The task: Omit the pictures and output every entry below exactly as written.

Data provided:
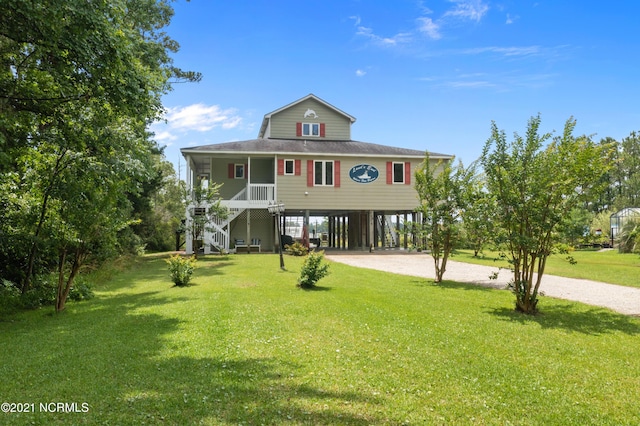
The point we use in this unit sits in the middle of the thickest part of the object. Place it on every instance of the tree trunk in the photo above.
(63, 290)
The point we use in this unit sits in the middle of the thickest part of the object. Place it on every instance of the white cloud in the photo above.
(468, 9)
(201, 117)
(384, 41)
(430, 28)
(164, 136)
(506, 51)
(511, 19)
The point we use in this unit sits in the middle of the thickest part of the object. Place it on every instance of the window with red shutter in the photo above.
(407, 173)
(309, 172)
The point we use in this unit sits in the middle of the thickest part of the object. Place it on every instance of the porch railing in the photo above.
(262, 193)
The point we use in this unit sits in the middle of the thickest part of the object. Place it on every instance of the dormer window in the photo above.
(311, 129)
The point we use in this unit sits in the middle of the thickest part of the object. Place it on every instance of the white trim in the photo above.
(393, 172)
(324, 172)
(310, 130)
(235, 171)
(293, 167)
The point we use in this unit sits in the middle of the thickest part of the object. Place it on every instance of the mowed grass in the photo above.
(243, 345)
(607, 266)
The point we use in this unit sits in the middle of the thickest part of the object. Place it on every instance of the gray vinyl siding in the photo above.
(377, 195)
(283, 124)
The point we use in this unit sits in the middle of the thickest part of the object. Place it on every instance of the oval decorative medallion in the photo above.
(364, 173)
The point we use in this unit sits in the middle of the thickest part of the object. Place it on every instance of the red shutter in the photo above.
(407, 173)
(309, 172)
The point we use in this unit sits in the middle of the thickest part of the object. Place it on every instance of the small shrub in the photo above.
(181, 269)
(312, 270)
(297, 249)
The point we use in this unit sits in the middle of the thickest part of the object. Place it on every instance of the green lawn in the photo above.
(607, 266)
(243, 345)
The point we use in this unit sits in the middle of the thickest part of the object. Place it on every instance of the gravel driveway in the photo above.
(622, 299)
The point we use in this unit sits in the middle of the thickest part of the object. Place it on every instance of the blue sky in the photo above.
(427, 75)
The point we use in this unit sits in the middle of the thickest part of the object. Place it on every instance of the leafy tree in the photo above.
(536, 185)
(441, 190)
(629, 172)
(477, 217)
(79, 83)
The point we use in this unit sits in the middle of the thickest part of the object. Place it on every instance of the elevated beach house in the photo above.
(305, 159)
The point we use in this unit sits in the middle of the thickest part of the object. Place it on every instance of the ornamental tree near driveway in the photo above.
(442, 191)
(536, 185)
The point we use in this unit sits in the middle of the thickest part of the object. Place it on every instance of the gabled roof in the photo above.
(267, 117)
(296, 146)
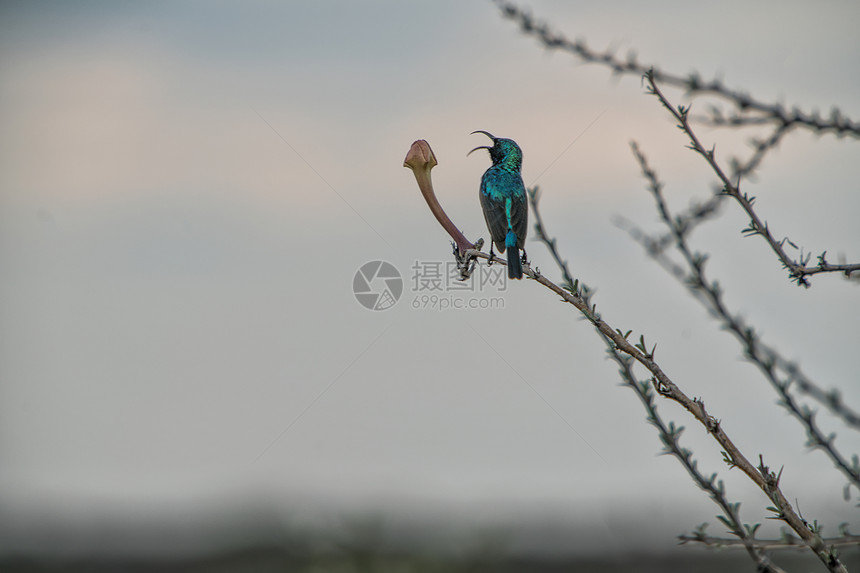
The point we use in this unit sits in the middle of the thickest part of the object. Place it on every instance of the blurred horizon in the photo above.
(190, 188)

Problem solution:
The point we use in this unit sits in the middle of the thickest part of the object. Place it on every instance of the tree trunk in the photo above.
(63, 290)
The point we use in this unit sits in the middle of the thickest part of the object. Place it on every instance of the white cloud in the photo above.
(468, 9)
(201, 117)
(384, 41)
(430, 28)
(164, 136)
(506, 51)
(511, 19)
The point we use in this unit sits in the middle of the thickest part of the object. Place it on every instance of the window with red shutter in the photo above.
(407, 173)
(309, 172)
The point we use in this unit sits in the middle of the thickest part of the object. Place it on every instance of the porch railing in the photo above.
(262, 193)
The point we use in this unit sits in the middle of the thickest part of the object. Place it on every instance of the dormer window in the photo above.
(311, 129)
The point we use in this unit sits in the middle of the thickest part of the object. Place it on every instance of the white trim in the photo above.
(393, 172)
(324, 172)
(310, 130)
(235, 171)
(293, 167)
The point we use in this unit sits in the middle of the thickest part of the object. Place it on every instance of the mowed grass in the photo above.
(243, 345)
(607, 266)
The point we use in this unit sits in the middle of the thickest part of the object. Place it on every instance of the gray vinyl siding in the photo above.
(377, 195)
(283, 124)
The point we use in this unit sits in the middle of the thickest part of the object. Place it on every instance of the oval decorative medallion in the photo above.
(364, 173)
The point we use in this unit sits in the middle of the thickest part of the object. Place it on every instance of the red shutter in the photo above.
(407, 173)
(309, 172)
The point we use in this unit sits in the middle of the thickest part of the object. Place it on every instance of the small shrub in the photo above.
(181, 269)
(312, 270)
(297, 249)
The point we use in this unit sits in the middle of the thickest part of the object. Place it on every instance of the green lawn in the photo above.
(607, 266)
(243, 345)
The point we use in this unit sits in the middle of the thickest part of the object. Place it on every instance of the gravel driveway in the photo above.
(622, 299)
The point we use in this unit sits in the middle of the thickest part of the object. Place it on every instance of the blue sky in the photo above.
(427, 75)
The point we use in this unit sits in the middle of the thickest part of the object. Place it on every instance of the leafy tree in the photo above.
(536, 185)
(441, 190)
(629, 172)
(477, 217)
(79, 83)
The point we use in this unit sits in the middle of the thickest part of the object. Place it on every instance of the elevated beach house in the photo above.
(305, 159)
The point we use in this unit sits in the middle of the thickest part of the object. Place it on every instance of the ornamental tree near driveway in the photo above.
(442, 191)
(536, 185)
The point we use in this unit sits in the middle of the thickest part of the object. Place it on every instance of the gabled roof in the photo above.
(267, 117)
(296, 146)
The point we use in this unit sits in the middle of the thickest part of the object. Place it on every instance of the blurred horizon in the photo above.
(190, 188)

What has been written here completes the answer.